In the records that follow, find the line with "Expected behaviour: the pointer locates the bridge"; from there, retype every line exactly through the line with "Expected behaviour: the pointer locates the wooden post", which also belongs to the answer.

Stored data entries
Start of Block
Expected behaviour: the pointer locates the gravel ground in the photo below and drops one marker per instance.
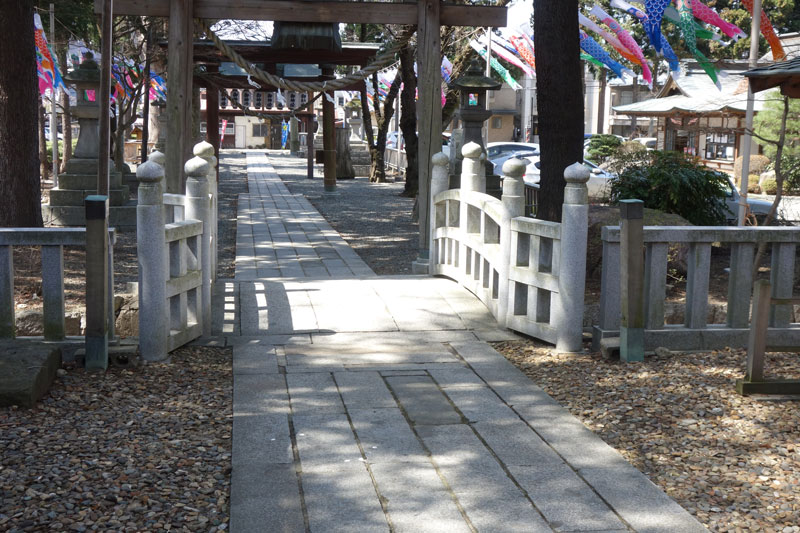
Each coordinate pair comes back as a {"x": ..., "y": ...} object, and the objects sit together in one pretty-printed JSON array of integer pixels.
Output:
[
  {"x": 372, "y": 217},
  {"x": 143, "y": 449},
  {"x": 732, "y": 461}
]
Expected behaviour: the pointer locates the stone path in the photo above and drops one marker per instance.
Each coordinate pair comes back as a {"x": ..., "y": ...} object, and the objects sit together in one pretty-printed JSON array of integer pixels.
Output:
[{"x": 366, "y": 403}]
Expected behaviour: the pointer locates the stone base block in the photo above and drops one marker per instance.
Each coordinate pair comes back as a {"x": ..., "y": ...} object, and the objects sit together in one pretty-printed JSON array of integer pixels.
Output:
[
  {"x": 362, "y": 170},
  {"x": 75, "y": 197},
  {"x": 123, "y": 217},
  {"x": 27, "y": 369}
]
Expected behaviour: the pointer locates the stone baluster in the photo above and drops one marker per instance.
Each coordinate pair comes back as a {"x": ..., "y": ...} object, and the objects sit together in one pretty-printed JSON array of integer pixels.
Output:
[
  {"x": 206, "y": 151},
  {"x": 472, "y": 172},
  {"x": 198, "y": 207},
  {"x": 439, "y": 184},
  {"x": 631, "y": 330},
  {"x": 152, "y": 256},
  {"x": 513, "y": 206},
  {"x": 568, "y": 314}
]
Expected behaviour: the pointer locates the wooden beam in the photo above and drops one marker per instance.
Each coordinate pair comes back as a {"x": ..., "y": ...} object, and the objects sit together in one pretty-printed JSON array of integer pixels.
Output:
[
  {"x": 324, "y": 11},
  {"x": 179, "y": 95}
]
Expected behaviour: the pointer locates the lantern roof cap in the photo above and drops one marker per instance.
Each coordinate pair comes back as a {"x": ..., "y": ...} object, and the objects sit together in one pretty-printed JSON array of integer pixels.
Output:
[
  {"x": 87, "y": 72},
  {"x": 474, "y": 79}
]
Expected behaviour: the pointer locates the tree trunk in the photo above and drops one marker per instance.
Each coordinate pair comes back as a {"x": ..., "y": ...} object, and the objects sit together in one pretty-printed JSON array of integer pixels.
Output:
[
  {"x": 20, "y": 192},
  {"x": 44, "y": 167},
  {"x": 559, "y": 99},
  {"x": 378, "y": 169},
  {"x": 408, "y": 120}
]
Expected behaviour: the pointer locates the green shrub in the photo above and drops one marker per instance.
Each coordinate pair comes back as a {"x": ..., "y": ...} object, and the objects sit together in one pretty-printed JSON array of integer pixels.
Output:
[
  {"x": 769, "y": 186},
  {"x": 790, "y": 168},
  {"x": 601, "y": 147},
  {"x": 630, "y": 147},
  {"x": 674, "y": 183},
  {"x": 758, "y": 164}
]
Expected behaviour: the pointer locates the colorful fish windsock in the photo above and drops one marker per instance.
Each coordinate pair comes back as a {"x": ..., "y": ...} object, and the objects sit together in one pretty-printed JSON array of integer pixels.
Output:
[
  {"x": 652, "y": 26},
  {"x": 635, "y": 12},
  {"x": 778, "y": 54},
  {"x": 626, "y": 39},
  {"x": 500, "y": 69},
  {"x": 500, "y": 51},
  {"x": 700, "y": 31},
  {"x": 525, "y": 52},
  {"x": 708, "y": 15},
  {"x": 591, "y": 25},
  {"x": 687, "y": 28},
  {"x": 586, "y": 57},
  {"x": 50, "y": 76},
  {"x": 447, "y": 69},
  {"x": 593, "y": 48}
]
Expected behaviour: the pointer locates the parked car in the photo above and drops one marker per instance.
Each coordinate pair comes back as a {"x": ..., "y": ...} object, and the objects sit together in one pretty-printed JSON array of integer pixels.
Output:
[
  {"x": 499, "y": 149},
  {"x": 529, "y": 157},
  {"x": 759, "y": 208}
]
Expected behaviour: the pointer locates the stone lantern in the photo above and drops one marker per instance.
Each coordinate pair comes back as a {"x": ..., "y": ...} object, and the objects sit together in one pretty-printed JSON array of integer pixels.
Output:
[
  {"x": 472, "y": 88},
  {"x": 66, "y": 207}
]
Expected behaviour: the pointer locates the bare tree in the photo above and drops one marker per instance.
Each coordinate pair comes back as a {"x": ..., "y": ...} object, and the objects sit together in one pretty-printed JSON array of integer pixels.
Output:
[
  {"x": 559, "y": 98},
  {"x": 19, "y": 174}
]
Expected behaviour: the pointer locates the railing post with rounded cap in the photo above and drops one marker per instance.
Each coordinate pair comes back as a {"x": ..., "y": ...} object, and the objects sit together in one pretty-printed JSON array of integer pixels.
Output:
[
  {"x": 152, "y": 258},
  {"x": 513, "y": 206},
  {"x": 568, "y": 311},
  {"x": 198, "y": 207},
  {"x": 439, "y": 183},
  {"x": 206, "y": 151},
  {"x": 471, "y": 169}
]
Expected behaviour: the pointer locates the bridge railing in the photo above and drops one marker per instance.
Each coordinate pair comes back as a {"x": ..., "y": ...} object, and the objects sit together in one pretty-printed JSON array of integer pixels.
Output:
[
  {"x": 512, "y": 263},
  {"x": 175, "y": 238},
  {"x": 696, "y": 333}
]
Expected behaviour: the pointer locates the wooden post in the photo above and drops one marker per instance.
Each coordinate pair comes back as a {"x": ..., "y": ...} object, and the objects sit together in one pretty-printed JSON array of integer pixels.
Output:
[
  {"x": 310, "y": 143},
  {"x": 97, "y": 281},
  {"x": 328, "y": 137},
  {"x": 212, "y": 122},
  {"x": 757, "y": 340},
  {"x": 631, "y": 331},
  {"x": 178, "y": 93},
  {"x": 429, "y": 123},
  {"x": 104, "y": 153}
]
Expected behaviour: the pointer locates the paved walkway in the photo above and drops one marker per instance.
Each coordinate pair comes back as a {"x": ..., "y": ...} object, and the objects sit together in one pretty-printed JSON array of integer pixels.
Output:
[{"x": 366, "y": 403}]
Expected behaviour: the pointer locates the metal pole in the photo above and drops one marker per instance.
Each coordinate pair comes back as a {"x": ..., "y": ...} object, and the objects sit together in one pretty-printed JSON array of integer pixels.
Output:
[
  {"x": 485, "y": 127},
  {"x": 53, "y": 111},
  {"x": 105, "y": 92},
  {"x": 755, "y": 33}
]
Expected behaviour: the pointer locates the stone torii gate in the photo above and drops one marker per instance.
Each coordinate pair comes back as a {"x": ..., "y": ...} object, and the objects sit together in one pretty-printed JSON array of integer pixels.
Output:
[{"x": 427, "y": 15}]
End of Block
#### Result below:
Expected behaviour: the pointer locates the bridge railing in the photo above and drops one marker per instance.
Each coordinate pair comes back as a {"x": ..., "y": ...} object, and the objects sit together in one pretty-printed JSON array of integer pixels.
Output:
[
  {"x": 512, "y": 263},
  {"x": 175, "y": 238},
  {"x": 696, "y": 333}
]
Expected behaviour: the pointer locates the wooden post in the photo above and drops one marker per instance.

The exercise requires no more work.